__Work required__. Rename "pinpoint" to "locate" in the entries below, starting at the first entry and ending at the line containing "[212,0,220,169]", and keep everything else the same. Write out only those lines and leave the pictures out.

[Image annotation data]
○ ○ ○

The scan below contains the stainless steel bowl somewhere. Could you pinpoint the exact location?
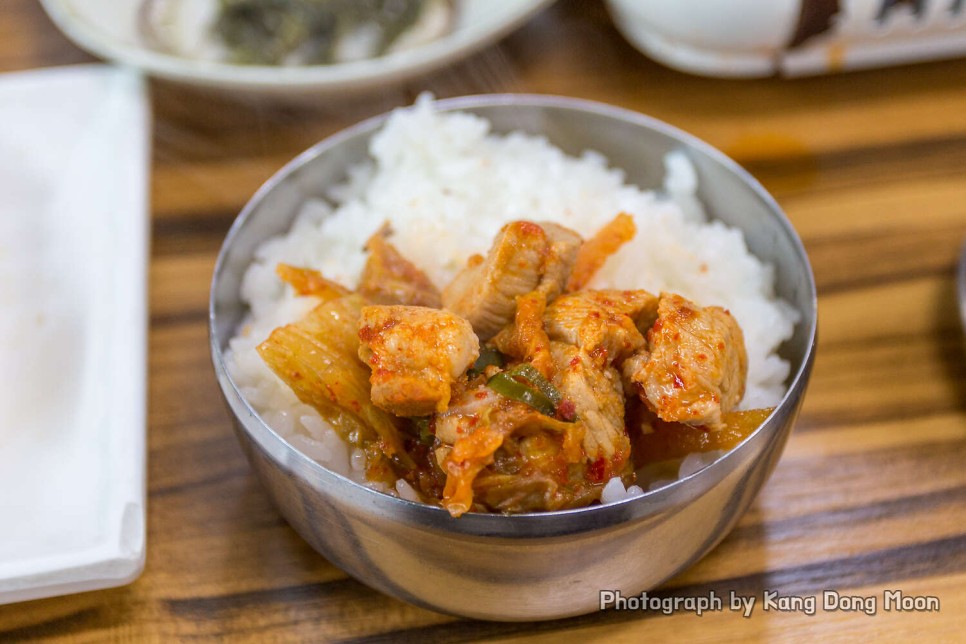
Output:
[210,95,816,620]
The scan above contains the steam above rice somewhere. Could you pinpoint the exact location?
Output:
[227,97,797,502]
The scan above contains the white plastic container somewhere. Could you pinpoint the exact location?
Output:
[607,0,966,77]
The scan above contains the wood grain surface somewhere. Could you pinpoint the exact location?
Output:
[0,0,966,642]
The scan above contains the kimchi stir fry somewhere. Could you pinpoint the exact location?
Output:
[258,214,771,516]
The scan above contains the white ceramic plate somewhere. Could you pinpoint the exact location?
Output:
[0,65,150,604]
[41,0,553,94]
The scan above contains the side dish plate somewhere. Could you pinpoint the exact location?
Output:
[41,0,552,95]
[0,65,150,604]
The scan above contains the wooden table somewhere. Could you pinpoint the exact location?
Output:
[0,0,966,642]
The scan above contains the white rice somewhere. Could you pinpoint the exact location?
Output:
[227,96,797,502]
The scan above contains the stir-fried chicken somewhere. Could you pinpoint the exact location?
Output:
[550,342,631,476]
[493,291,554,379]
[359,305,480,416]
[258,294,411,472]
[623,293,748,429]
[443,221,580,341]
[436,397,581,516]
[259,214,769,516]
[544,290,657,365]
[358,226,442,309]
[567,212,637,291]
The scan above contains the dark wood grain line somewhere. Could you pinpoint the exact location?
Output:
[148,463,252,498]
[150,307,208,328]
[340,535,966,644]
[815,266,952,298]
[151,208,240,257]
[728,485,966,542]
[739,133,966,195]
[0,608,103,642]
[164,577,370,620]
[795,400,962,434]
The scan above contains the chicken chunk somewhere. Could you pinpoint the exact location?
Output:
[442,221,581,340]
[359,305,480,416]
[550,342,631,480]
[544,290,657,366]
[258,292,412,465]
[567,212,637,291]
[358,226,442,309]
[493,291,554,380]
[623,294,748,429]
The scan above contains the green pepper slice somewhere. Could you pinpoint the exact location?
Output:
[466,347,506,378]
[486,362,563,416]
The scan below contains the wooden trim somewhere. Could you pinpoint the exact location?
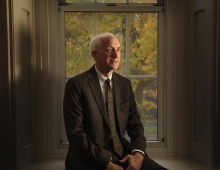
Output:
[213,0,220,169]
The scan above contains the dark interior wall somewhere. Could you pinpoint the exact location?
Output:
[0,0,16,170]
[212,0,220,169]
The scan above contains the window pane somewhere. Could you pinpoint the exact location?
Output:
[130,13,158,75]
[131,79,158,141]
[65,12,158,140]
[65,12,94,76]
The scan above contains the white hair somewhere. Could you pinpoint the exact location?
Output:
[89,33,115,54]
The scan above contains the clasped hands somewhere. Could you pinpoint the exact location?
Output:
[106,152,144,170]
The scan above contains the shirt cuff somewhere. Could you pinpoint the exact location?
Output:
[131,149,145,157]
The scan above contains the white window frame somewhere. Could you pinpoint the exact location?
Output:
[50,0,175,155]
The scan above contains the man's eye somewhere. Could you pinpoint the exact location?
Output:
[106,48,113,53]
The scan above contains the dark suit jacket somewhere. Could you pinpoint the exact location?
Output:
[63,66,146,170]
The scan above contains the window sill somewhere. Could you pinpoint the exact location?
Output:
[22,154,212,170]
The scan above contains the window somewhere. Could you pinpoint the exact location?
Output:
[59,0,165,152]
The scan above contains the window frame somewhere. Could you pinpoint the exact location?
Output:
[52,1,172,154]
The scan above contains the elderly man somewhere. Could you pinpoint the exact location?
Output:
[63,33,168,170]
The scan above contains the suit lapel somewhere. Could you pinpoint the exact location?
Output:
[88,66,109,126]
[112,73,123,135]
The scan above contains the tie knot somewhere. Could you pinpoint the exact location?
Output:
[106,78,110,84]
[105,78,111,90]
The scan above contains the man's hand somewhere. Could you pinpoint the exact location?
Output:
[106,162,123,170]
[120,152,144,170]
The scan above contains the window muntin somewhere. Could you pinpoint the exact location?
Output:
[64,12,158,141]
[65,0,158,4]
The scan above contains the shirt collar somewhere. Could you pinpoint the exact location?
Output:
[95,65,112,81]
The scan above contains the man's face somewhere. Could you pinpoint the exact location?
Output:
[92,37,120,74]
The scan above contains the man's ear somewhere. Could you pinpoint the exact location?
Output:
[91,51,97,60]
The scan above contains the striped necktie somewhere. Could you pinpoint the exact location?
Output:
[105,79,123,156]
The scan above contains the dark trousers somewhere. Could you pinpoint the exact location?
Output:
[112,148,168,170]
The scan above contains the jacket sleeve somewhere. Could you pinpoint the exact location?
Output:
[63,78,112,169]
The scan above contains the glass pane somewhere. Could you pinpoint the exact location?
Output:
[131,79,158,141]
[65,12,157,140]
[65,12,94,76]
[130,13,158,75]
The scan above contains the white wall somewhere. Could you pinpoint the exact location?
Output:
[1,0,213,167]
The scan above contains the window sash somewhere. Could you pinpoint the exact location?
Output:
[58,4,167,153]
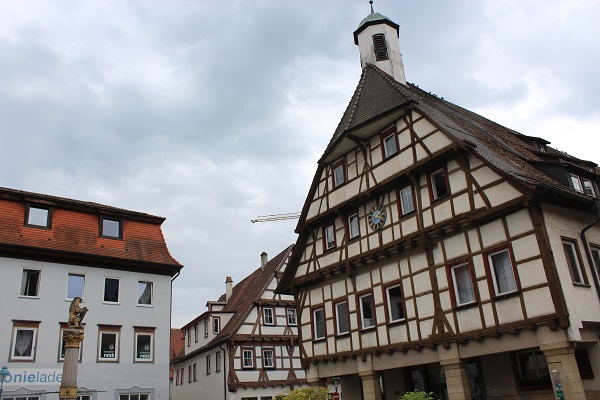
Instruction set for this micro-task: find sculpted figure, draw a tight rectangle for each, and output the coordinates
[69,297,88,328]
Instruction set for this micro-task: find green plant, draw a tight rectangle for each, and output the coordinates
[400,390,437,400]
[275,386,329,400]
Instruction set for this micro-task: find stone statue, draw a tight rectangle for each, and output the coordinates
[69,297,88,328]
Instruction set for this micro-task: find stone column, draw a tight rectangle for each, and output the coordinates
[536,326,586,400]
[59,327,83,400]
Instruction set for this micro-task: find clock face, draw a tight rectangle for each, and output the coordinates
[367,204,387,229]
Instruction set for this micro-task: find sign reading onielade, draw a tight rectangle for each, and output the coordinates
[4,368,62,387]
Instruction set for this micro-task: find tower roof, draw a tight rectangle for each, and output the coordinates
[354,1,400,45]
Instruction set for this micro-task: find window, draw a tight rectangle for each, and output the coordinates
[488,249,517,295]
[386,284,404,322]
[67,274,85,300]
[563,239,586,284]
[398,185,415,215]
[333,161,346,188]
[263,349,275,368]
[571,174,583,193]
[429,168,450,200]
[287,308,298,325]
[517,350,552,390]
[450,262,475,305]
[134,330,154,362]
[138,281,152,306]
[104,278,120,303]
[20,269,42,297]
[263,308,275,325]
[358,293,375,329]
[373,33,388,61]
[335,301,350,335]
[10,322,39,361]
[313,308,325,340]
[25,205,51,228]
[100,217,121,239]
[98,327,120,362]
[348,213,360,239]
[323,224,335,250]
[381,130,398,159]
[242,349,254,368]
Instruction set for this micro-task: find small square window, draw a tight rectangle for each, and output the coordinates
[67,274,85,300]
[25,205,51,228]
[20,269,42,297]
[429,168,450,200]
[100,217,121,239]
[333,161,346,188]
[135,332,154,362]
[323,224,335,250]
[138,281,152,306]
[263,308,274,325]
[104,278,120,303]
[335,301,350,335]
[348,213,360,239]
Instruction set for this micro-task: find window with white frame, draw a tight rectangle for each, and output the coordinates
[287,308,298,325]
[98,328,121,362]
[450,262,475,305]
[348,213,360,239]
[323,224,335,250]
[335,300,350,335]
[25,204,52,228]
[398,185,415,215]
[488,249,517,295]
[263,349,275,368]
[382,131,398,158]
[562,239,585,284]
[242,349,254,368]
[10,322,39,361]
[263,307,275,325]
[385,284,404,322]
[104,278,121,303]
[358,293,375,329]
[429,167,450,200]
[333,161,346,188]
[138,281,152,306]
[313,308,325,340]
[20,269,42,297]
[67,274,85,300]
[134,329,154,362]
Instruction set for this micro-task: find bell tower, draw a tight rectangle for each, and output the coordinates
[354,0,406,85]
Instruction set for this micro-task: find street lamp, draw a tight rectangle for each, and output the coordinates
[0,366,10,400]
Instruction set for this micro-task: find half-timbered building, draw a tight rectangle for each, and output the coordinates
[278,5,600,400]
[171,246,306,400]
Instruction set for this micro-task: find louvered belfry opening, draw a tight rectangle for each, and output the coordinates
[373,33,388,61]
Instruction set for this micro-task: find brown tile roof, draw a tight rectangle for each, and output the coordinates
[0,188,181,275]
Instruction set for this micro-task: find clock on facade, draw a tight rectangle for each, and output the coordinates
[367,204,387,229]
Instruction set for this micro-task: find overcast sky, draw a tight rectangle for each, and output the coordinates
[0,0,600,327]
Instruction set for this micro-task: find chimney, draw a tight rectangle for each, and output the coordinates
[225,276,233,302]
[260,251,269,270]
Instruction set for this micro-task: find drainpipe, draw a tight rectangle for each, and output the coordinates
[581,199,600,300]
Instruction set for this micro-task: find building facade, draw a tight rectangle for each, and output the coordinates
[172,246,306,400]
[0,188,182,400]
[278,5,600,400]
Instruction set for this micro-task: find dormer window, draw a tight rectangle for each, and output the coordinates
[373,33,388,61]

○ ○ ○

__Full response__.
The scan below contains the stainless steel bowl somewhere. Could you locate the exact location?
Output:
[210,95,816,620]
The scan above contains the steam above rice somewhere. Could you locate the exact location?
Output:
[227,97,797,502]
The scan above contains the white plastic container somewhere. Could you locate the exact location?
Output:
[607,0,966,77]
The scan above contains the wood grain surface somewhere. Could you locate the exact location?
Output:
[0,0,966,642]
The scan above contains the kimchi stir fry somewhere. Could you locate the exact location?
Output:
[258,214,771,516]
The scan above contains the white ceramic plate somewhere. Could you locate the exact location?
Output:
[0,65,150,604]
[41,0,553,94]
The scan above contains the side dish plate somewhere. Could you locate the exact location?
Output:
[41,0,552,95]
[0,65,150,604]
The scan above contains the wooden table somewhere. Could you locate the exact location?
Output:
[0,0,966,642]
The scan above contains the white rice somewhere. Could you locate the exact location?
Output:
[227,96,797,502]
The scan above contains the stir-fried chicken somewhere. Could you locate the exact location?
Output:
[550,342,631,476]
[493,291,554,379]
[359,305,480,416]
[258,294,411,472]
[623,293,748,429]
[443,221,580,341]
[436,397,581,516]
[259,214,769,516]
[544,290,657,365]
[358,226,442,309]
[567,212,637,291]
The scan above contains the dark wood grain line somewhere. Could you locate the exact location?
Output:
[148,463,252,498]
[150,307,208,328]
[340,535,966,644]
[815,266,952,298]
[151,208,240,257]
[728,485,966,542]
[739,133,966,195]
[0,608,103,642]
[164,577,370,620]
[795,400,962,434]
The scan above contains the chicken chunk somewhere. Could you locate the exact location?
Output:
[442,221,581,340]
[359,305,480,416]
[550,342,631,480]
[544,290,657,366]
[258,292,412,465]
[567,212,637,291]
[358,226,442,309]
[493,291,554,380]
[623,294,748,429]
The scan above contains the green pepper slice somewhere. Could you locate the exact location?
Output:
[466,347,506,378]
[486,362,563,416]
The scan below contains the wooden trim somewhere. Could you locate the exact location?
Output:
[213,0,220,169]
The scan above contains the dark interior wall somewhere. Could you locate the exact location?
Output:
[0,0,16,170]
[212,0,220,169]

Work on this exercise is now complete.